● RECORDS FOR THIS EXERCISE
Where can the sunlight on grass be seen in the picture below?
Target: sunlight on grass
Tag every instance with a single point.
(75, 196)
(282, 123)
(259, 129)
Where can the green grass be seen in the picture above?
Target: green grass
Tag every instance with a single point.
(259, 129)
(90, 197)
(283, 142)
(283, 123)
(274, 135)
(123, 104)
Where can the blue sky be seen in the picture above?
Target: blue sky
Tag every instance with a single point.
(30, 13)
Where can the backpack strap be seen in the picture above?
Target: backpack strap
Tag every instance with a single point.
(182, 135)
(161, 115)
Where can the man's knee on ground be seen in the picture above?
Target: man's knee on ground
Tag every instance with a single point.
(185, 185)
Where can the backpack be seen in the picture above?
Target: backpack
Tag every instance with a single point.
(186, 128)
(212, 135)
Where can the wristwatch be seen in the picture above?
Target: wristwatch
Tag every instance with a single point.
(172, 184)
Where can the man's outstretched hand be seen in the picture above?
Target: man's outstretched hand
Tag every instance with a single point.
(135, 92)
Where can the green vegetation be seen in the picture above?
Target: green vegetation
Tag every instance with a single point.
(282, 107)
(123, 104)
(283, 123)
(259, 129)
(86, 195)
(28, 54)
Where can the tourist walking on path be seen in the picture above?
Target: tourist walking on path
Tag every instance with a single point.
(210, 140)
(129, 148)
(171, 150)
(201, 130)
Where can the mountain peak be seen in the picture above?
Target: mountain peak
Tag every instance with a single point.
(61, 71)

--

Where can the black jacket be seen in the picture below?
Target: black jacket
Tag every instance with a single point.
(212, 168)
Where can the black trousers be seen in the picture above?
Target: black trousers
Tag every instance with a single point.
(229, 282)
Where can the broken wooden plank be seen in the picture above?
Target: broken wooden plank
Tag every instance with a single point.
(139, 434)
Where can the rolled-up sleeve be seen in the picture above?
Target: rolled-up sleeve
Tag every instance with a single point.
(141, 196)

● AIM OF THE TASK
Extract every line of the data above that contains the word "black", treating uppercase and lowercase as different.

● SOLUTION
Where can the black jacket be seen in the picture below?
Target: black jacket
Where can the black trousers be seen in the picture above?
Target: black trousers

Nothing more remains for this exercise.